[Referring expression data]
------------------------------
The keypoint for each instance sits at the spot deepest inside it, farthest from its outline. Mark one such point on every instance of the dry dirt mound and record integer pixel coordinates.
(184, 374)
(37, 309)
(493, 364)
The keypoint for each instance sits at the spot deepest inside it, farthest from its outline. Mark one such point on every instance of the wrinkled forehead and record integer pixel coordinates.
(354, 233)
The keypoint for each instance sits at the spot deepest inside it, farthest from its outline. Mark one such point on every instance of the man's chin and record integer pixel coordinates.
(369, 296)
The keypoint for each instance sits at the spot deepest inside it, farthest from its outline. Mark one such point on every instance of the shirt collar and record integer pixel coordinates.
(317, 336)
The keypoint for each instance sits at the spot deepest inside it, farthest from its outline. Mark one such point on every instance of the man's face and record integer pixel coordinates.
------------------------------
■ Task statement ■
Precisely the line with "chin and record integer pixel coordinates." and the lines after it, up to the last line of the entries above, are to be reproduced, and nothing more.

■ Exercise solution ■
The keypoint for each instance sits at the spot deepest inside it, farthest from its outline. Mark one such point on every instance of the man's chin and record integer pixel coordinates.
(369, 296)
The keypoint for each instance sits at the spot deepest inside it, farthest from its outline. Mark one such point on every instance of the shirt collar and record integer pixel coordinates.
(317, 336)
The keypoint for each instance sits at the spot deepest inside it, farthest from its outline. Mark one such point on every instance of the man's face and record integer pixel coordinates.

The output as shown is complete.